* **What is being asked**: Please return each record exactly as it stands.

-- Stored data follows --

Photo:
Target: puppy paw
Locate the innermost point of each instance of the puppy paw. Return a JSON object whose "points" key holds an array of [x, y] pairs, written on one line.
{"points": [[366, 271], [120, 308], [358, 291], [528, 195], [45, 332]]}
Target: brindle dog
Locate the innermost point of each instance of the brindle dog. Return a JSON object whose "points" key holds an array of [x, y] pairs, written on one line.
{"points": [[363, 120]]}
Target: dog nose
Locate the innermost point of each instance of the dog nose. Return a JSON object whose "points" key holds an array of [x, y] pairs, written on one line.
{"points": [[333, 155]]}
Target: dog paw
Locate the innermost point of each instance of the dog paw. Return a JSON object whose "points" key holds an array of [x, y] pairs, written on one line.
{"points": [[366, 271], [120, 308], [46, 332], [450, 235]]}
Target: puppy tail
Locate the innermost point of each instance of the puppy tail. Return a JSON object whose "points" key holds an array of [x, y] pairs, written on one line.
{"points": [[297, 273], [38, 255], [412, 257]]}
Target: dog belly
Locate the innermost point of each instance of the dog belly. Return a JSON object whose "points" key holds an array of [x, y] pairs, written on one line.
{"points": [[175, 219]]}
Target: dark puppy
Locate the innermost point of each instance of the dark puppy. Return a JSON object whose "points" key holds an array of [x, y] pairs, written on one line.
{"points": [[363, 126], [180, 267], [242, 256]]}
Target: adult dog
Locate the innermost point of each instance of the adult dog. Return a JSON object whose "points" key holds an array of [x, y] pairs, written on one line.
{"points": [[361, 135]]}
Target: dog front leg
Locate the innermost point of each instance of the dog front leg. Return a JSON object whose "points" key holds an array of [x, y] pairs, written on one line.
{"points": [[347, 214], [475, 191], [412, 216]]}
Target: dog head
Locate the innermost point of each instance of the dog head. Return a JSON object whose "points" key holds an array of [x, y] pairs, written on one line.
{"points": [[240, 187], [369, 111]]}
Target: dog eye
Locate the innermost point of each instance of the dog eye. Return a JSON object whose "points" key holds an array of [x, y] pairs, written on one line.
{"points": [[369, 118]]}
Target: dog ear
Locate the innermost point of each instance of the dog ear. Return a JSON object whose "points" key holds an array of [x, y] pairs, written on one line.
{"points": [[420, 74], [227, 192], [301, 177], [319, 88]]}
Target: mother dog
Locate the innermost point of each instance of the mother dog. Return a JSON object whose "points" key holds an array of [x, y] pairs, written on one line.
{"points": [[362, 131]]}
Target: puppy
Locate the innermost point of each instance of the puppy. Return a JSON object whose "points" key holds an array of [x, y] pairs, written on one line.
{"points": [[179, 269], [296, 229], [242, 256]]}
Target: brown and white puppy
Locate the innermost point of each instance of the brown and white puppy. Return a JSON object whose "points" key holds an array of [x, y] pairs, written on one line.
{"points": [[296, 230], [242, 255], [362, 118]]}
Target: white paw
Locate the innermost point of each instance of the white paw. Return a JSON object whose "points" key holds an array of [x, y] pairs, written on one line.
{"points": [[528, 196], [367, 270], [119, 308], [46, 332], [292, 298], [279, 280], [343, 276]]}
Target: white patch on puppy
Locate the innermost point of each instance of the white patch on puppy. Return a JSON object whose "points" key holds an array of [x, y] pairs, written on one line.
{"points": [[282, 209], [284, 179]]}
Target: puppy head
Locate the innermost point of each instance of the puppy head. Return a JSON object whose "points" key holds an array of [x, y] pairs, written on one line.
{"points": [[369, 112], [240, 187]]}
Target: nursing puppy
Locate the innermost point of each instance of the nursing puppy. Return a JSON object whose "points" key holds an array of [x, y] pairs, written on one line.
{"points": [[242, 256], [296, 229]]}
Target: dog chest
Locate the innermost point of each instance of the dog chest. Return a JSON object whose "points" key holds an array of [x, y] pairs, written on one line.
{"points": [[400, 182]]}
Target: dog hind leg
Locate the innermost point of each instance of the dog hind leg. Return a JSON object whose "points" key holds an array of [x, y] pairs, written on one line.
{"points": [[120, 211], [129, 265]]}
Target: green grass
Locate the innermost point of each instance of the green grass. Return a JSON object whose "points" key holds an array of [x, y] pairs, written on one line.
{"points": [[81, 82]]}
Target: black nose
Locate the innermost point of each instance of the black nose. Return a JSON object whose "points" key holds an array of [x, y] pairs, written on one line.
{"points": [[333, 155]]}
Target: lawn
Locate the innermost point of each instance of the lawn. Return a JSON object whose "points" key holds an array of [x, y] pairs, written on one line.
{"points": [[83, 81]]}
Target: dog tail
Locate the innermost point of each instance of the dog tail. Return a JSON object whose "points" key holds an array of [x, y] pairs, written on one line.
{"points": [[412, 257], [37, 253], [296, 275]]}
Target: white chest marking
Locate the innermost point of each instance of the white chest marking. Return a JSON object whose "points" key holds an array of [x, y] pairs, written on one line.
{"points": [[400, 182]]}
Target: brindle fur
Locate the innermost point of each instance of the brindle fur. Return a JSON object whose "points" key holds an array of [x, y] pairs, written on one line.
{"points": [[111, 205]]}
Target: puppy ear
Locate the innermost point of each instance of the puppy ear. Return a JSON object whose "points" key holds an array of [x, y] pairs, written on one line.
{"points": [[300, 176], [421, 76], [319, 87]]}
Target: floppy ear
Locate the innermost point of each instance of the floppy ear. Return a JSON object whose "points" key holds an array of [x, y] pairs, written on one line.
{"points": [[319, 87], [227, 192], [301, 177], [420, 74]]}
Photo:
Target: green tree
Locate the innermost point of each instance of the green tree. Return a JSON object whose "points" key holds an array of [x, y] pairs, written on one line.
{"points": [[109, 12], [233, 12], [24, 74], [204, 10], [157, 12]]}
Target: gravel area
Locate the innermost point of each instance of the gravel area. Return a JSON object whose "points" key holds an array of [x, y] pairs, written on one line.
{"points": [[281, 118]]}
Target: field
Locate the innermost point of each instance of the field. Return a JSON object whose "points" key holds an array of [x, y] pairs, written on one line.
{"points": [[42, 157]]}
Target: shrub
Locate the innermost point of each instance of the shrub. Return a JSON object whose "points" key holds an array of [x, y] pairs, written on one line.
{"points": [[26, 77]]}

-- Stored data concluded --

* **Finished task**:
Photo:
Target: puppy paw
Locate the innermost point of each instance of the puppy paw. Return a JSON object whose "points" key holds an array of [x, y] pairs, written on one line.
{"points": [[366, 271], [120, 308], [358, 291], [528, 195], [45, 332]]}
Target: brindle dog
Locate the innermost point of each instance of the brindle dog. Return a JSON object whose "points" key holds an array of [x, y] pairs, written on one line.
{"points": [[363, 120]]}
Target: dog nose
Locate the innermost point of each instance of the dog nose. Return a JSON object whose "points" key holds an array of [x, y] pairs, written on one line.
{"points": [[333, 155]]}
Target: dog paw
Locate the innermost point of each instance of the dog paw. Return a JSON object whose "points" key holds an array of [x, y] pairs, written on one line.
{"points": [[366, 271], [120, 308], [46, 332], [450, 235]]}
Target: puppy tail
Locate the innermost point of each instance of the puppy tail. Return a JSON object whose "points" key holds an array of [x, y] pairs, written on one line.
{"points": [[297, 273], [38, 255], [412, 257]]}
Target: dog belly
Locate the innermost point of each instance of the dog belly. Return a JSON object whose "points" key holds an array of [x, y] pairs, written on one line.
{"points": [[175, 219]]}
Target: dark puppy
Locate the innermost point of each instance of the dark puppy. Return a JSON object whose "points" key holds an array of [x, y] pairs, written on one line.
{"points": [[363, 126], [180, 267], [242, 256]]}
Target: adult dog
Locate the innermost point of each instance of the adult dog. Return a JSON object whose "points" key holds an array of [x, y] pairs, written on one line.
{"points": [[361, 135]]}
Target: dog front leg
Locate the innermost point of each instance of the dog front leg. Return a JSON object whose "points" key holds an array of [x, y] pairs, written on one line.
{"points": [[347, 214], [475, 191], [412, 216]]}
Target: dog head
Locate the innermost point of each instance of the dog head. Return a JSON object whose "points" key holds an array of [x, y] pairs, written on one line.
{"points": [[240, 187], [369, 111]]}
Target: dog eye
Locate the innermost point of each instance of the dog eye. Return a JSON object whose "points" key holds an array of [x, y] pairs, written on one line.
{"points": [[369, 118]]}
Target: dog ear
Locate the innermost point of each instance of the dog ear. Return a JSON object whose "points" key holds an array of [x, y] pairs, written on one line.
{"points": [[420, 74], [227, 192], [301, 177], [319, 88]]}
Target: mother dog
Locate the innermost point of each instance of the mother dog. Return a JSON object whose "points" key holds an array of [x, y] pairs, written on one line.
{"points": [[362, 131]]}
Target: puppy
Locate the innermost point of each instance of the puppy. Return a JSON object whose "points" key holds an array of [x, y] pairs, written on one line.
{"points": [[179, 269], [296, 229], [242, 256]]}
Target: brown and white puppy
Locate the innermost point of each instance of the brown and white puppy. Return a JSON object whose "points" key holds an array of [x, y] pairs, written on one line.
{"points": [[296, 230], [242, 255], [362, 118]]}
Target: white paw
Locate the innermost point of each instance of the white paw. Return a JSON object whose "points" key holds an array of [x, y] pairs, written on one line.
{"points": [[528, 196], [367, 270], [119, 308], [46, 332], [292, 298], [279, 280], [343, 276]]}
Target: white patch on puppy
Locate the innermost point of each instance of the white patch on puppy. Return a JSON object whose "points" key holds an array of [x, y] pairs, written on one line.
{"points": [[282, 209], [284, 179]]}
Target: puppy head
Locate the innermost point of each instance of the puppy head. Return a JSON object whose "points" key holds an array of [x, y] pairs, written on one line.
{"points": [[369, 112], [240, 187]]}
Target: nursing puppy
Locate the innermost point of each instance of the nursing puppy. Return a JSON object whose "points" key holds an array of [x, y] pairs, written on one line.
{"points": [[242, 256], [296, 229]]}
Target: dog chest
Locate the innermost point of each instance of the dog chest. Return a JSON object whose "points" key holds an array of [x, y] pairs, written on one line.
{"points": [[400, 182]]}
Target: dog hind leg
Locate the innermost point of each instance of the dog hind leg. Return a JSON object whose "points" key holds an array of [x, y] pairs, written on one line.
{"points": [[120, 211], [129, 265]]}
Target: green grass
Locate the innermost point of each instance of the green grass. Return a JSON object whose "points" key holds an array of [x, y] pairs, written on one line.
{"points": [[81, 82]]}
Target: black nose
Locate the innermost point of each instance of the black nose. Return a JSON object whose "points" key holds an array of [x, y] pairs, written on one line.
{"points": [[333, 155]]}
Target: lawn
Locate the innermost point of each instance of the lawn. Return a JSON object whose "points" key holds an array of [x, y] pairs, written on one line.
{"points": [[83, 81]]}
Target: dog tail
Locate the innermost point of each instance of the dog tail. Return a JSON object whose "points" key holds an array of [x, y] pairs, written on one line.
{"points": [[412, 257], [37, 253], [296, 275]]}
Target: white chest marking
Locate the innermost point of each instance of the white chest marking. Return a JSON object whose "points" key holds an array of [x, y] pairs, written on one line.
{"points": [[400, 182]]}
Target: brindle fur
Locate the innermost point of each instance of the brindle fur. Return a JSON object whose "points" key holds an array of [x, y] pairs, written on one line.
{"points": [[111, 205]]}
Target: puppy ear
Locate the innermost point of each instance of the puppy ear. Return a JSON object whose "points" key holds an array of [x, y] pairs, written on one line.
{"points": [[300, 176], [421, 76], [319, 87]]}
Target: floppy ear
Locate the innermost point of each instance of the floppy ear. Return a JSON object whose "points" key holds an array of [x, y] pairs, written on one line.
{"points": [[319, 87], [227, 192], [301, 177], [420, 74]]}
Photo:
Target: green tree
Locate the innermost point of each instance of the green tree. Return a JSON object whose "points" key holds an array of [x, y] pairs, written on one line.
{"points": [[109, 12], [233, 12], [24, 74], [204, 10], [157, 12]]}
Target: gravel area
Locate the innermost point of each instance of the gravel area. Return a JSON object whose "points" key holds an array of [x, y] pairs, written on one line.
{"points": [[281, 118]]}
Target: field
Locate the innermost point of each instance of the field. Return a JSON object whose "points" key holds an array of [x, y] pairs, written on one line.
{"points": [[42, 157]]}
Target: shrub
Locate the innermost point of each instance of the shrub. Return a JSON object whose "points" key holds an array of [x, y] pairs, written on one line.
{"points": [[26, 77]]}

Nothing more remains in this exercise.